▸ **DIRECTIONS**
Produce a verbatim copy of the entries listed below.

========================================

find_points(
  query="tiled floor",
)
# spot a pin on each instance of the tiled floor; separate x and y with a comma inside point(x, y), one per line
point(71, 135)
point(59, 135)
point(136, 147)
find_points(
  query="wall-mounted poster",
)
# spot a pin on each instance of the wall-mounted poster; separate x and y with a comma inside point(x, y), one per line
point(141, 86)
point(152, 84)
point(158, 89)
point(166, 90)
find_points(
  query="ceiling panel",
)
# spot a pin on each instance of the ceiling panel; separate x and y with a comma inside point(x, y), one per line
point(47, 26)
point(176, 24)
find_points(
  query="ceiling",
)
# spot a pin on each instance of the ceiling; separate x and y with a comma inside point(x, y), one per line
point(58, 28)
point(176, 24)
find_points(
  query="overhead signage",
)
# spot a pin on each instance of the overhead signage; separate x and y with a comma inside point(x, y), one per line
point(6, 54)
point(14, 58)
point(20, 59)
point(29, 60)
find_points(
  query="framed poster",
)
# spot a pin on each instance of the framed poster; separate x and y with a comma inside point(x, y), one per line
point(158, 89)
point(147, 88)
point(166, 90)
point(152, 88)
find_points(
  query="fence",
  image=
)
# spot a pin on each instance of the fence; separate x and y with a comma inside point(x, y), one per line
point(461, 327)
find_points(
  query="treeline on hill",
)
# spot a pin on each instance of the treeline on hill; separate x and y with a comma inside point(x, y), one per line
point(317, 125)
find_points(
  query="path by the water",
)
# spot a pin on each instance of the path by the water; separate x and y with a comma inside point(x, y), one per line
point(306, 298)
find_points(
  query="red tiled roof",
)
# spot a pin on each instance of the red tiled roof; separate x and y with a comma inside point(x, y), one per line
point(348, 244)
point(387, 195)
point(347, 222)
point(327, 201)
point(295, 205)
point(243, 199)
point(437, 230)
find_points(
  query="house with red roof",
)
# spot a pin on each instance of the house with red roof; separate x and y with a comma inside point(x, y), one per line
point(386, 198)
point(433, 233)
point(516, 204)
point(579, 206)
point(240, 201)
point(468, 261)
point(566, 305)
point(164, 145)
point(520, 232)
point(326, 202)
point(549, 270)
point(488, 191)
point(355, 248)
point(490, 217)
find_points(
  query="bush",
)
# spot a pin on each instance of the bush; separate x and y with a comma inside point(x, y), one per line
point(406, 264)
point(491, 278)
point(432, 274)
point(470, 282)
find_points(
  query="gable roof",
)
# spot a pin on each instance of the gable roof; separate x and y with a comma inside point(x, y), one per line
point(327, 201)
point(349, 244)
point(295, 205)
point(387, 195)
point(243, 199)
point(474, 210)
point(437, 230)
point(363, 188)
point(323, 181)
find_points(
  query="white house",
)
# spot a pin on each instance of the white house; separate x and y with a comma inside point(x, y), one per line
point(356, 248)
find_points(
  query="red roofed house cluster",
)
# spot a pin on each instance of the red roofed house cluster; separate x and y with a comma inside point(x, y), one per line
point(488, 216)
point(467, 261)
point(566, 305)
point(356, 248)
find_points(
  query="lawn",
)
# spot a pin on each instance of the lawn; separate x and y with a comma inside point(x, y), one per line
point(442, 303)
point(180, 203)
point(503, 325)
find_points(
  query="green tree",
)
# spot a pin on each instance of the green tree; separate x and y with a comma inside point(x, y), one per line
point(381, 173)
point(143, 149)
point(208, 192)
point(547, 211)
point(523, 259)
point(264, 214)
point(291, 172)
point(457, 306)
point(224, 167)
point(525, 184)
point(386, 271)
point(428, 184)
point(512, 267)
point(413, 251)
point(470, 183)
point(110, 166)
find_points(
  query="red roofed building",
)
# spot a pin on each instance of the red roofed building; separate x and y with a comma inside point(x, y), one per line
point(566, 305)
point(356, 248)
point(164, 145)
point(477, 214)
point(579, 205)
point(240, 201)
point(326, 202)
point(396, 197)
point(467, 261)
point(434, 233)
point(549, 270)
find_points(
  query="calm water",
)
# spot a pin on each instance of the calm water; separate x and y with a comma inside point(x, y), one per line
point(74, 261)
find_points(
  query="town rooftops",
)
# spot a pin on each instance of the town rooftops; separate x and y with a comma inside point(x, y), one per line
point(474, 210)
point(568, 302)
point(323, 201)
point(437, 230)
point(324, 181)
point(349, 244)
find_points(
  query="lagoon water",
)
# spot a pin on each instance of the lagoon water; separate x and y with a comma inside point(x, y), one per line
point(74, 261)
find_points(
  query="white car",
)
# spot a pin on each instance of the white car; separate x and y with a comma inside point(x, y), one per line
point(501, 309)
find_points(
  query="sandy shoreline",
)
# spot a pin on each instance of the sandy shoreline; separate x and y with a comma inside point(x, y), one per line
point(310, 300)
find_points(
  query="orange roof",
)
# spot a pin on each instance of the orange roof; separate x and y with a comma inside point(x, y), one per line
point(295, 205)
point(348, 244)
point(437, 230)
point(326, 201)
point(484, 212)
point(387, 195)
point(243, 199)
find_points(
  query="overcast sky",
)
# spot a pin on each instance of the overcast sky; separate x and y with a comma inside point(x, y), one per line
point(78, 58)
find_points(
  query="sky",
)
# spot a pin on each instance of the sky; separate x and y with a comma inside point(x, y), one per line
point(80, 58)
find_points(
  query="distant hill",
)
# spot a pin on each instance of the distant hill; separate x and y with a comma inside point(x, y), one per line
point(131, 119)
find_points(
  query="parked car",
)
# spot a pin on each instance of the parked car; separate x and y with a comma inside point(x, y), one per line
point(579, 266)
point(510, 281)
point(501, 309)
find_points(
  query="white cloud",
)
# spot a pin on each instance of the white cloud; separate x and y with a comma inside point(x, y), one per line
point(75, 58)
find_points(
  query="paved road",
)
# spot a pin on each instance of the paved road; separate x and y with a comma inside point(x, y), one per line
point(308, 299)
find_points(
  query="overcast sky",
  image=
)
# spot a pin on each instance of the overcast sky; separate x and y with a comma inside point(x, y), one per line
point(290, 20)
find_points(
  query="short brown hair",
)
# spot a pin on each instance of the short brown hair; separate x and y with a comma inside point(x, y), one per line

========================================

▸ **TASK RESULT**
find_points(
  query="tiled floor",
)
# spot a pin on each instance of the tiled floor; separate x and y with a comma inside point(x, y), one per line
point(71, 135)
point(59, 135)
point(136, 147)
find_points(
  query="wall-mounted poster",
)
# spot a pin on each instance of the wall-mounted poster; separate x and y with a comma inside point(x, y), one per line
point(141, 86)
point(152, 84)
point(158, 89)
point(166, 90)
find_points(
  query="ceiling panel",
)
# spot a pin on each instance of the ceiling panel; separate x and y with a comma inside point(x, y), one per line
point(47, 26)
point(176, 24)
find_points(
  query="ceiling",
)
# spot a pin on each instance of the ceiling; separate x and y with a comma inside point(x, y), one per line
point(58, 28)
point(176, 24)
find_points(
  query="overhead signage",
)
# spot a pin on each instance of the overhead signage; separate x and y with a comma inside point(x, y), one per line
point(6, 54)
point(14, 58)
point(20, 59)
point(29, 60)
find_points(
  query="framed poster",
)
# spot a pin on each instance of the framed poster; separate x and y with a comma inside point(x, y), one per line
point(158, 89)
point(147, 88)
point(166, 90)
point(152, 88)
find_points(
  query="fence",
  image=
)
# spot a pin on each instance of the fence; separate x and y with a comma inside point(x, y), one per line
point(461, 327)
find_points(
  query="treeline on hill",
)
# spot a pin on each instance of the treeline on hill; separate x and y with a comma inside point(x, y), one per line
point(317, 125)
find_points(
  query="path by the water",
)
# spot a pin on each instance of the path by the water; separate x and y with a comma inside point(x, y), one per line
point(306, 298)
find_points(
  query="red tiled roof",
)
# spot a pin on each instance of the red tiled roof; separate x and y with a comma inside point(x, y), one per line
point(348, 244)
point(387, 195)
point(347, 222)
point(327, 201)
point(295, 205)
point(243, 199)
point(437, 230)
find_points(
  query="house with red roof",
)
# spot a pin on each instance of the house with red roof; separate x and y with a comma inside point(x, y), one per line
point(386, 198)
point(433, 233)
point(516, 204)
point(579, 206)
point(240, 201)
point(468, 261)
point(566, 305)
point(164, 145)
point(520, 232)
point(326, 202)
point(549, 270)
point(488, 191)
point(355, 248)
point(490, 217)
find_points(
  query="bush",
)
# spot a pin on each instance of the bush; separate x and y with a comma inside point(x, y), one per line
point(406, 264)
point(491, 278)
point(432, 274)
point(470, 282)
find_points(
  query="gable roof",
)
# spot a pin on each instance of the gable roof; separate x and y with a comma inside point(x, y), one per line
point(327, 201)
point(349, 244)
point(295, 205)
point(387, 195)
point(243, 199)
point(474, 210)
point(437, 230)
point(363, 188)
point(323, 181)
find_points(
  query="white house",
)
# spot a pin on each instance of the white house; separate x and y with a comma inside point(x, y), one per line
point(356, 248)
find_points(
  query="red roofed house cluster",
)
# spot a pin on each instance of the red roofed house cluster; separate x and y with a comma inside point(x, y), one per line
point(488, 216)
point(467, 261)
point(566, 305)
point(356, 248)
find_points(
  query="lawn",
)
# spot a pin on each instance of the lawn; separate x and y with a comma inside point(x, y), one per line
point(442, 303)
point(180, 203)
point(503, 325)
find_points(
  query="green tree",
)
# spot a pin on each instance of the green tree; separate x and y with a comma inside point(x, y), one per line
point(381, 173)
point(143, 149)
point(208, 192)
point(547, 211)
point(523, 259)
point(264, 214)
point(291, 172)
point(457, 306)
point(224, 167)
point(525, 184)
point(386, 271)
point(428, 184)
point(512, 267)
point(413, 251)
point(470, 183)
point(110, 166)
find_points(
  query="red roofed building",
)
# spot a pin on each instance of the red roofed building; separate x and y with a comma inside point(x, y), one per line
point(566, 305)
point(356, 248)
point(164, 145)
point(477, 214)
point(579, 205)
point(240, 201)
point(326, 202)
point(396, 197)
point(467, 261)
point(434, 233)
point(549, 270)
find_points(
  query="calm water",
)
# spot a pin on each instance of the calm water; separate x and y with a comma inside point(x, y), one per line
point(74, 261)
find_points(
  query="town rooftops",
)
# spot a pin on each instance of the town rooftops; separate x and y with a comma inside point(x, y), one per line
point(474, 210)
point(568, 302)
point(323, 201)
point(437, 230)
point(324, 181)
point(349, 244)
find_points(
  query="lagoon water",
)
# spot a pin on each instance of the lagoon water; separate x and y with a comma inside point(x, y), one per line
point(74, 261)
find_points(
  query="white car",
)
# spot a pin on each instance of the white car; separate x and y with a comma inside point(x, y), one per line
point(501, 309)
find_points(
  query="sandy shoreline",
)
# spot a pin on each instance of the sandy shoreline; separate x and y with a comma inside point(x, y), one per line
point(310, 300)
find_points(
  query="orange roof",
)
# spot a pin on each instance of the orange roof; separate x and y with a comma inside point(x, y), one per line
point(295, 205)
point(348, 244)
point(437, 230)
point(326, 201)
point(484, 212)
point(387, 195)
point(243, 199)
find_points(
  query="overcast sky",
)
# spot a pin on each instance of the overcast sky; separate x and y with a comma inside point(x, y), one per line
point(78, 58)
find_points(
  query="sky",
)
# spot a pin on each instance of the sky; separate x and y with a comma inside point(x, y), one per line
point(80, 58)
find_points(
  query="distant hill",
)
# spot a pin on each instance of the distant hill; separate x and y with a comma inside point(x, y), one per line
point(131, 119)
find_points(
  query="parked car",
)
# spot a pin on each instance of the parked car; separate x and y with a comma inside point(x, y), one per line
point(579, 266)
point(510, 281)
point(501, 309)
find_points(
  query="white cloud",
)
# spot a pin on each instance of the white cloud; separate x and y with a comma inside point(x, y), one per line
point(75, 58)
find_points(
  query="paved road",
)
# spot a pin on each instance of the paved road; separate x and y with a comma inside point(x, y), one per line
point(308, 299)
find_points(
  query="overcast sky",
  image=
)
# spot a pin on each instance of the overcast sky; separate x and y with a comma inside point(x, y), one per line
point(290, 20)
find_points(
  query="short brown hair",
)
# spot a pin on each instance of the short brown hair; separate x and y with a comma inside point(x, y), one per line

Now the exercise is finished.